Please collect every line below that contains the word "desert", copying each one in full.

[Pointing entries for labeled objects]
──────────

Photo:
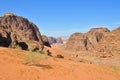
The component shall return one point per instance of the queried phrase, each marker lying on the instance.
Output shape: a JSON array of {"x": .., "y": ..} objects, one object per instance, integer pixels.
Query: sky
[{"x": 65, "y": 17}]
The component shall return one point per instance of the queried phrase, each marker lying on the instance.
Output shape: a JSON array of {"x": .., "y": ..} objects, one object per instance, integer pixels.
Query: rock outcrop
[
  {"x": 81, "y": 42},
  {"x": 53, "y": 40},
  {"x": 45, "y": 41},
  {"x": 109, "y": 45},
  {"x": 16, "y": 28}
]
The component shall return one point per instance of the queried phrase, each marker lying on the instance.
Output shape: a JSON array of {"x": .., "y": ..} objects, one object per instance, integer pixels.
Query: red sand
[{"x": 12, "y": 68}]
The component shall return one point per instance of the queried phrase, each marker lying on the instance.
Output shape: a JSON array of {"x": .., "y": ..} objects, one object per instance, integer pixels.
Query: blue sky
[{"x": 64, "y": 17}]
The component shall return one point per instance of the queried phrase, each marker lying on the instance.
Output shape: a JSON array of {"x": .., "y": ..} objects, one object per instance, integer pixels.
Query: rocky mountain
[
  {"x": 18, "y": 30},
  {"x": 85, "y": 41},
  {"x": 53, "y": 40},
  {"x": 45, "y": 41},
  {"x": 110, "y": 44}
]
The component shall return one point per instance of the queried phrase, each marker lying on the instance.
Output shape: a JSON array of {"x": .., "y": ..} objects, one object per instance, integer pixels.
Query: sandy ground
[{"x": 12, "y": 68}]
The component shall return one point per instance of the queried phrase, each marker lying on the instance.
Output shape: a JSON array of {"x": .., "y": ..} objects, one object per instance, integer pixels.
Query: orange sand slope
[{"x": 12, "y": 68}]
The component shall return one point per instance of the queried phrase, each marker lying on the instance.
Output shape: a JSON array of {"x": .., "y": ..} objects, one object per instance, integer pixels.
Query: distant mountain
[
  {"x": 85, "y": 41},
  {"x": 18, "y": 30},
  {"x": 57, "y": 40},
  {"x": 109, "y": 45}
]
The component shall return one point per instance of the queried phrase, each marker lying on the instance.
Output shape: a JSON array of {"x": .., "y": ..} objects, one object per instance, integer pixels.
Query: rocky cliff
[
  {"x": 109, "y": 45},
  {"x": 85, "y": 41},
  {"x": 14, "y": 28}
]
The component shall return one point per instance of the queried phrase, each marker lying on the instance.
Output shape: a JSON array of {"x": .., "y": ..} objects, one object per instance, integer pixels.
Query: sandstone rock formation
[
  {"x": 16, "y": 28},
  {"x": 52, "y": 40},
  {"x": 45, "y": 41},
  {"x": 81, "y": 42},
  {"x": 110, "y": 44}
]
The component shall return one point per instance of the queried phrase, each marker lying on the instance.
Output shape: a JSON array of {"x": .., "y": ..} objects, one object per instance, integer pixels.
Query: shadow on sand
[{"x": 42, "y": 66}]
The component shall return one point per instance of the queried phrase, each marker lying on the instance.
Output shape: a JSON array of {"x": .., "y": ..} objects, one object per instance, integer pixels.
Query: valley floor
[{"x": 12, "y": 67}]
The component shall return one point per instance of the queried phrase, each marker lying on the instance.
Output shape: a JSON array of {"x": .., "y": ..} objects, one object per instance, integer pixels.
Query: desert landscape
[
  {"x": 25, "y": 54},
  {"x": 60, "y": 40}
]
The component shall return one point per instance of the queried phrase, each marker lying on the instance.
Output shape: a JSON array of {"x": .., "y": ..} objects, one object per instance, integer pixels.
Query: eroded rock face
[
  {"x": 45, "y": 41},
  {"x": 81, "y": 42},
  {"x": 110, "y": 44},
  {"x": 16, "y": 28}
]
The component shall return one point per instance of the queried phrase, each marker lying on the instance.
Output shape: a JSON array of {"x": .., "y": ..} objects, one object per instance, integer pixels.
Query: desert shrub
[
  {"x": 59, "y": 56},
  {"x": 15, "y": 45},
  {"x": 32, "y": 58}
]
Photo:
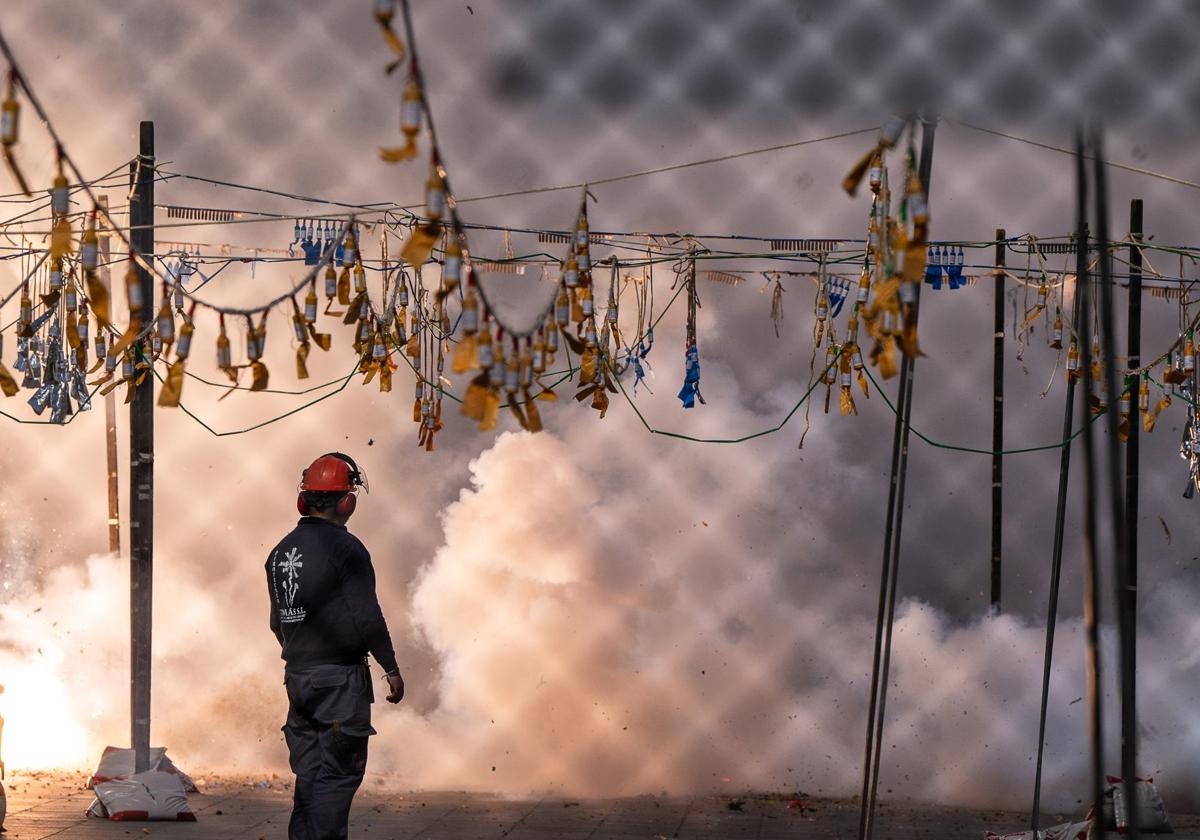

──────────

Expected answer:
Query: desert landscape
Query: desert shrub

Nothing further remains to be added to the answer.